Work required:
Could you repeat the lines below word for word, beginning at the line that contains "[point] every instance of the asphalt" and stopping after the last line? Leave the pictures out of your answer.

Data supplied:
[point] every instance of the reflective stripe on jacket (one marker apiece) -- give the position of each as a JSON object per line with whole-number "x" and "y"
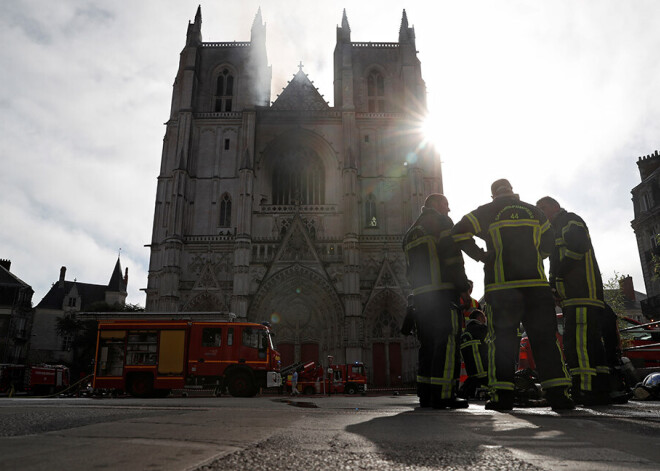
{"x": 433, "y": 262}
{"x": 574, "y": 271}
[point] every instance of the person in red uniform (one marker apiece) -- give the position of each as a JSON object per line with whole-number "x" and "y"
{"x": 434, "y": 267}
{"x": 576, "y": 281}
{"x": 518, "y": 237}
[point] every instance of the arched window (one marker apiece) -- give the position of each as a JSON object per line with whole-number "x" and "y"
{"x": 224, "y": 91}
{"x": 375, "y": 92}
{"x": 298, "y": 178}
{"x": 225, "y": 211}
{"x": 371, "y": 219}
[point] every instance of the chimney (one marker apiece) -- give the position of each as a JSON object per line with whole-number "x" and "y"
{"x": 62, "y": 273}
{"x": 627, "y": 287}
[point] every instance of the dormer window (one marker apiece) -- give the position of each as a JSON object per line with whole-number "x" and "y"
{"x": 375, "y": 92}
{"x": 224, "y": 91}
{"x": 646, "y": 202}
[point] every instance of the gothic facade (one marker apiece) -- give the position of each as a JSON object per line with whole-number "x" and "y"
{"x": 646, "y": 204}
{"x": 293, "y": 211}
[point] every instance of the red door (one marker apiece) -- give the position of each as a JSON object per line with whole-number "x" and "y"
{"x": 395, "y": 363}
{"x": 309, "y": 352}
{"x": 379, "y": 362}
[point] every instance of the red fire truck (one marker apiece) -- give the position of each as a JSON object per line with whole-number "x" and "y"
{"x": 340, "y": 379}
{"x": 150, "y": 356}
{"x": 35, "y": 379}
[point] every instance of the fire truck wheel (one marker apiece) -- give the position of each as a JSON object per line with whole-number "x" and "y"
{"x": 141, "y": 385}
{"x": 241, "y": 385}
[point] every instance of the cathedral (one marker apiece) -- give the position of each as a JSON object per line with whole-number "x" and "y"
{"x": 292, "y": 211}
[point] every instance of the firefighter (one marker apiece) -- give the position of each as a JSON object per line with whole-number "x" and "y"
{"x": 475, "y": 353}
{"x": 575, "y": 280}
{"x": 435, "y": 270}
{"x": 517, "y": 237}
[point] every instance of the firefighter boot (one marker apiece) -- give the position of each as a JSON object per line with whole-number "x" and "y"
{"x": 500, "y": 400}
{"x": 559, "y": 398}
{"x": 424, "y": 394}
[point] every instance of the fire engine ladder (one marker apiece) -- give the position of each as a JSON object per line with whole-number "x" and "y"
{"x": 291, "y": 368}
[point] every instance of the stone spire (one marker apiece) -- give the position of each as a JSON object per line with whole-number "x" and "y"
{"x": 344, "y": 31}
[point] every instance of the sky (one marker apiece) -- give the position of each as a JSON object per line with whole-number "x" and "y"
{"x": 559, "y": 96}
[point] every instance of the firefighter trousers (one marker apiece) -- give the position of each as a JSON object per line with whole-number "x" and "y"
{"x": 535, "y": 308}
{"x": 584, "y": 350}
{"x": 438, "y": 330}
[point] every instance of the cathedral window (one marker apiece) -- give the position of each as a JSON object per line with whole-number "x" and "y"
{"x": 225, "y": 211}
{"x": 646, "y": 202}
{"x": 224, "y": 91}
{"x": 370, "y": 211}
{"x": 375, "y": 92}
{"x": 298, "y": 178}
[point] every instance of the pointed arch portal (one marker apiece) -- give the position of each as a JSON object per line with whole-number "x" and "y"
{"x": 305, "y": 313}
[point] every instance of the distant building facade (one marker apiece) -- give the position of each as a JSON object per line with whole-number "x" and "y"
{"x": 646, "y": 224}
{"x": 64, "y": 299}
{"x": 15, "y": 315}
{"x": 293, "y": 211}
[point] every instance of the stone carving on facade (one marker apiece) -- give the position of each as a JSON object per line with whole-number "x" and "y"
{"x": 384, "y": 314}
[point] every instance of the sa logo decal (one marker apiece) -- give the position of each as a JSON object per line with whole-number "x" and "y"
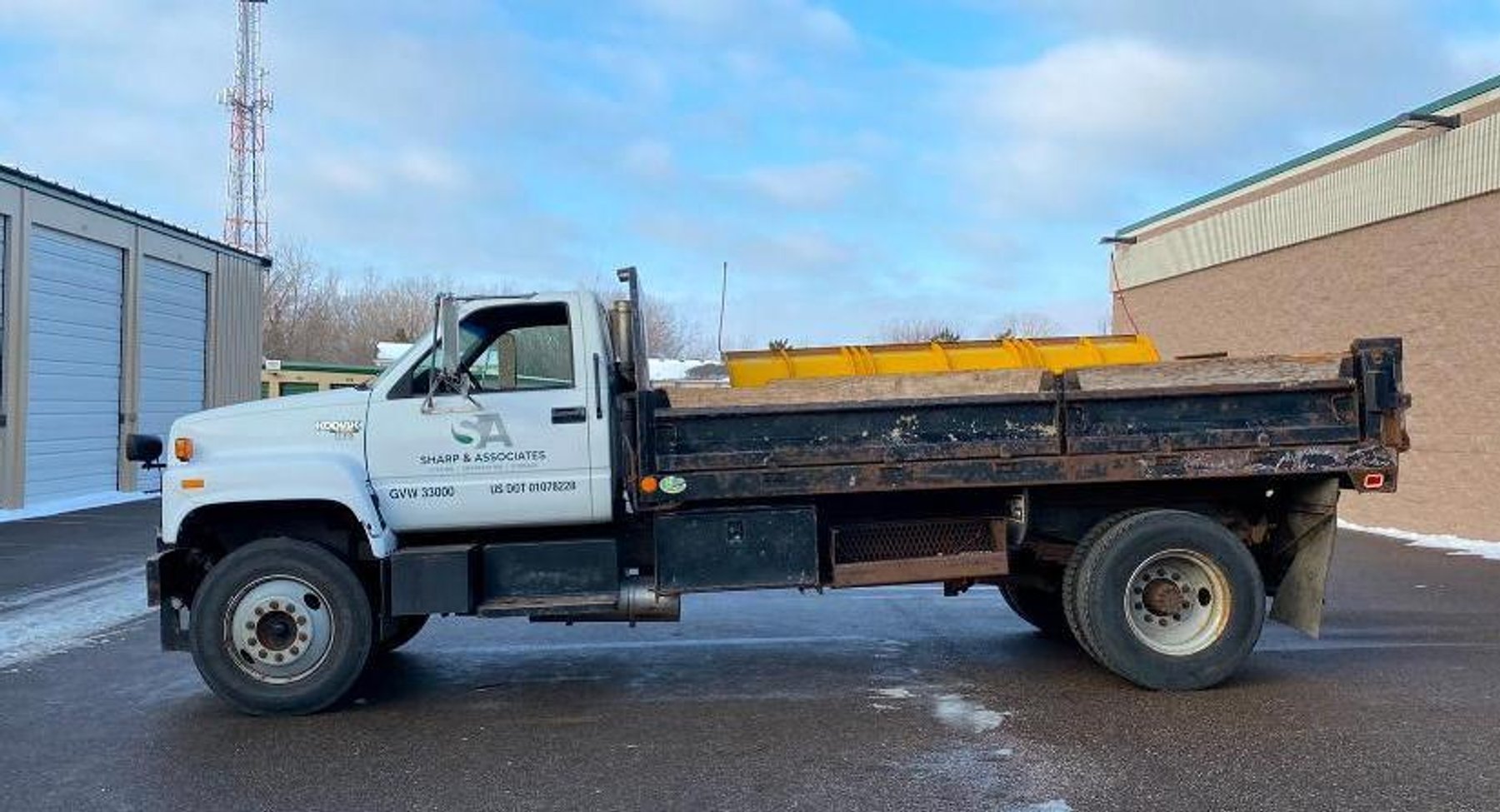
{"x": 480, "y": 431}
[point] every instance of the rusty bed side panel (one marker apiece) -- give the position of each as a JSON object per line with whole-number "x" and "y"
{"x": 1288, "y": 416}
{"x": 892, "y": 431}
{"x": 757, "y": 483}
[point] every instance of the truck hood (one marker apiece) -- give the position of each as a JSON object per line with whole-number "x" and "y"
{"x": 292, "y": 424}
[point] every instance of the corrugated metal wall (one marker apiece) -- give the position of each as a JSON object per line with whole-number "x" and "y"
{"x": 1434, "y": 171}
{"x": 234, "y": 351}
{"x": 30, "y": 206}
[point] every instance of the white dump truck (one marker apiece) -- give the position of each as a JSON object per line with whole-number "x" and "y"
{"x": 518, "y": 463}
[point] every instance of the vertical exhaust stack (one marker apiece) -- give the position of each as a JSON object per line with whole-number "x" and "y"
{"x": 620, "y": 320}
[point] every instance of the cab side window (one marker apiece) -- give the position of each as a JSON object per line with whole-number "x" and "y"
{"x": 528, "y": 354}
{"x": 508, "y": 348}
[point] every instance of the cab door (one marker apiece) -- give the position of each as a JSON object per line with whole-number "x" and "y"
{"x": 515, "y": 450}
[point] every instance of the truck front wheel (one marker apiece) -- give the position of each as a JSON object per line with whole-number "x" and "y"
{"x": 1169, "y": 600}
{"x": 281, "y": 626}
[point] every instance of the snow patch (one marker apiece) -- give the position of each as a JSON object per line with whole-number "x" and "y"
{"x": 1457, "y": 545}
{"x": 968, "y": 715}
{"x": 52, "y": 620}
{"x": 678, "y": 369}
{"x": 54, "y": 506}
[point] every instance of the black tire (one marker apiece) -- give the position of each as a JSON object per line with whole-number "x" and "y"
{"x": 1070, "y": 574}
{"x": 407, "y": 626}
{"x": 1040, "y": 607}
{"x": 1220, "y": 594}
{"x": 337, "y": 600}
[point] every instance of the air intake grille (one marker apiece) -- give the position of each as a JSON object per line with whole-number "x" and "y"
{"x": 915, "y": 540}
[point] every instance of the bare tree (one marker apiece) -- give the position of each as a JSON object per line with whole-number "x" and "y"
{"x": 1027, "y": 324}
{"x": 915, "y": 331}
{"x": 300, "y": 306}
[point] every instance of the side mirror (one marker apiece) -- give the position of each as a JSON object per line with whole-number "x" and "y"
{"x": 142, "y": 448}
{"x": 448, "y": 351}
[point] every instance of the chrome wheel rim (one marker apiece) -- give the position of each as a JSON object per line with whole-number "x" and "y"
{"x": 278, "y": 630}
{"x": 1178, "y": 603}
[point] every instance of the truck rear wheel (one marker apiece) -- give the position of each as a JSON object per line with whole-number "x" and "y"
{"x": 1169, "y": 600}
{"x": 281, "y": 626}
{"x": 1038, "y": 607}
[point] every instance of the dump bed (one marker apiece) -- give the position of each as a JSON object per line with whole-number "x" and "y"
{"x": 1198, "y": 418}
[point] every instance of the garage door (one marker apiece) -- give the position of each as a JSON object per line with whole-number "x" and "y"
{"x": 174, "y": 322}
{"x": 72, "y": 431}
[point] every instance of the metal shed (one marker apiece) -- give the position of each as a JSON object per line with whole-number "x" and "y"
{"x": 112, "y": 321}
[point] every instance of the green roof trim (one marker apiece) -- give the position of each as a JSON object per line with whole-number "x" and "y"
{"x": 1307, "y": 157}
{"x": 312, "y": 366}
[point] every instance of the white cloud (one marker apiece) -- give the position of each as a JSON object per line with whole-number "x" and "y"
{"x": 1049, "y": 134}
{"x": 1477, "y": 57}
{"x": 788, "y": 22}
{"x": 648, "y": 159}
{"x": 809, "y": 185}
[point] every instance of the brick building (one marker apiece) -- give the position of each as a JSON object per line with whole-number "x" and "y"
{"x": 1392, "y": 231}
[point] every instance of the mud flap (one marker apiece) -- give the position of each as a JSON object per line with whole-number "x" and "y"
{"x": 1312, "y": 525}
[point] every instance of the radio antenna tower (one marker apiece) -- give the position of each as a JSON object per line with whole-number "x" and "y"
{"x": 247, "y": 223}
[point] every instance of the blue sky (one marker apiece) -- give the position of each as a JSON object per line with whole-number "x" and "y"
{"x": 855, "y": 163}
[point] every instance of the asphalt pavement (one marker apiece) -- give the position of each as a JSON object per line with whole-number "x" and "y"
{"x": 884, "y": 699}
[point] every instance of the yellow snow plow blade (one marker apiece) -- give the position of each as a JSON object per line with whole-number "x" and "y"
{"x": 761, "y": 366}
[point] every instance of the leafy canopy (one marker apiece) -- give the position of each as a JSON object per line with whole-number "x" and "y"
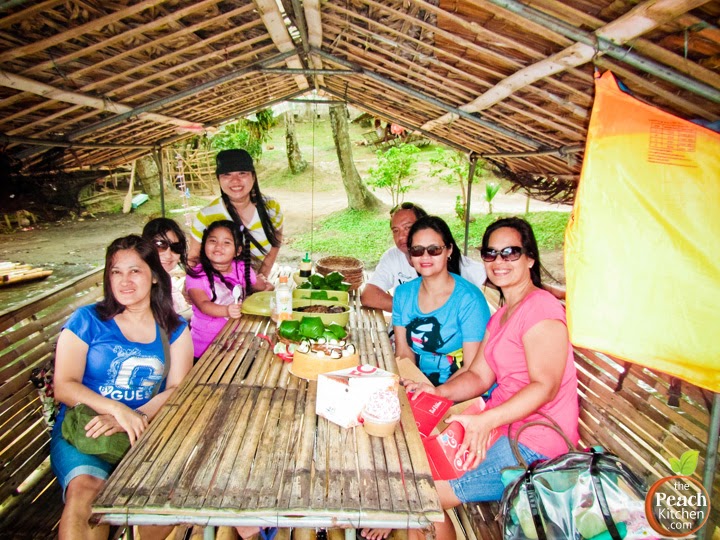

Response for this exercise:
[point] every instance of the asphalt pavement (one marker apiece) -- give the position of each as a JSON object per line with whole-number "x" and "y"
{"x": 884, "y": 699}
[point] every instance of the yellow snow plow blade (one marker apiece) -- give the position of each as a JSON object per line with whole-number "x" and "y"
{"x": 761, "y": 366}
[point] every instance of the leafy canopy (one marker apiece) -- give the position of each as a JSON object per line with whole-number "x" and "y"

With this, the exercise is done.